▶ TASK BRIEF: Render every line of the material below as a JSON list of strings, one string per line, omitting blank lines and leaving out the pictures.

▶ MATERIAL SHOWN:

..........

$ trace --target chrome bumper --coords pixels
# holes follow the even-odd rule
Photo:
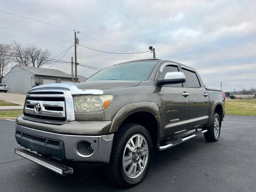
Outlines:
[[[29,135],[34,135],[34,137],[29,137]],[[60,141],[63,144],[65,159],[68,161],[109,163],[114,134],[97,136],[68,135],[37,130],[17,124],[15,138],[20,145],[35,151],[35,145],[42,142],[40,140],[42,138],[45,138],[46,141],[49,139]],[[36,140],[37,138],[39,138],[38,141]],[[22,139],[26,140],[26,145],[22,145]],[[89,142],[93,146],[94,151],[91,155],[84,156],[77,152],[77,143],[83,141]],[[43,151],[44,149],[46,149],[47,145],[45,143],[44,145],[43,143],[43,145],[37,147],[41,148],[43,149],[41,151]],[[53,147],[50,145],[48,147]],[[49,151],[51,151],[51,150]]]

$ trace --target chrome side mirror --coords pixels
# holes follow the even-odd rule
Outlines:
[[[168,72],[163,79],[157,79],[157,85],[169,84],[178,84],[186,82],[185,75],[183,72]]]

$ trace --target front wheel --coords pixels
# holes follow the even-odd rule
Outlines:
[[[207,141],[217,141],[220,134],[221,124],[220,118],[217,113],[214,114],[212,122],[207,127],[207,132],[204,133],[204,138]]]
[[[149,169],[152,140],[147,129],[137,124],[124,124],[115,135],[107,177],[117,185],[130,187],[141,182]]]

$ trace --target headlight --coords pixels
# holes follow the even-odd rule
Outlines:
[[[113,95],[74,96],[75,112],[97,112],[106,109],[110,104]]]

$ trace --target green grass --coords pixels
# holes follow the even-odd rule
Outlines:
[[[21,115],[23,110],[6,110],[0,111],[0,119],[15,118]]]
[[[15,106],[18,105],[0,100],[0,106]]]
[[[226,100],[226,114],[256,116],[256,100]]]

..........

▶ TASK RESPONSE:
[
  "$ trace --target chrome bumper --coords pixels",
  "# holes follow the even-odd rule",
  "Photo:",
  "Outlines:",
  "[[[29,135],[34,135],[34,137],[29,137]],[[60,141],[63,144],[65,159],[68,161],[109,163],[114,134],[97,136],[68,135],[37,130],[17,124],[15,138],[20,145],[35,151],[35,145],[42,142],[40,140],[42,138],[45,138],[46,141],[49,139]],[[36,140],[37,138],[39,138],[38,141]],[[22,139],[26,140],[26,145],[22,145]],[[89,142],[93,146],[94,151],[91,155],[84,156],[77,152],[77,143],[83,141]],[[43,151],[44,149],[46,149],[47,145],[45,143],[44,145],[43,143],[43,145],[37,147],[41,148],[43,149],[41,151]],[[53,147],[50,145],[48,147]],[[49,151],[51,151],[51,150]]]",
  "$ trace --target chrome side mirror --coords pixels",
  "# holes follow the even-odd rule",
  "Outlines:",
  "[[[168,72],[163,79],[157,79],[157,85],[169,84],[178,84],[186,82],[185,75],[183,72]]]",
  "$ trace --target front wheel --coords pixels",
  "# holes follow the even-odd rule",
  "Outlines:",
  "[[[207,141],[217,141],[220,134],[221,124],[220,118],[217,113],[214,114],[212,122],[207,127],[207,132],[204,133],[204,138]]]",
  "[[[149,169],[152,140],[147,129],[137,124],[124,124],[115,135],[107,177],[117,185],[130,187],[141,182]]]",
  "$ trace --target headlight --coords pixels",
  "# holes follow the even-odd rule",
  "Outlines:",
  "[[[113,95],[74,96],[75,112],[97,112],[106,109],[110,104]]]",
  "$ trace --target green grass --coords pixels",
  "# holes follow the even-odd rule",
  "Outlines:",
  "[[[21,115],[23,110],[6,110],[0,111],[0,119],[15,118]]]",
  "[[[15,106],[18,105],[0,100],[0,106]]]",
  "[[[226,100],[226,114],[256,116],[256,100]]]"
]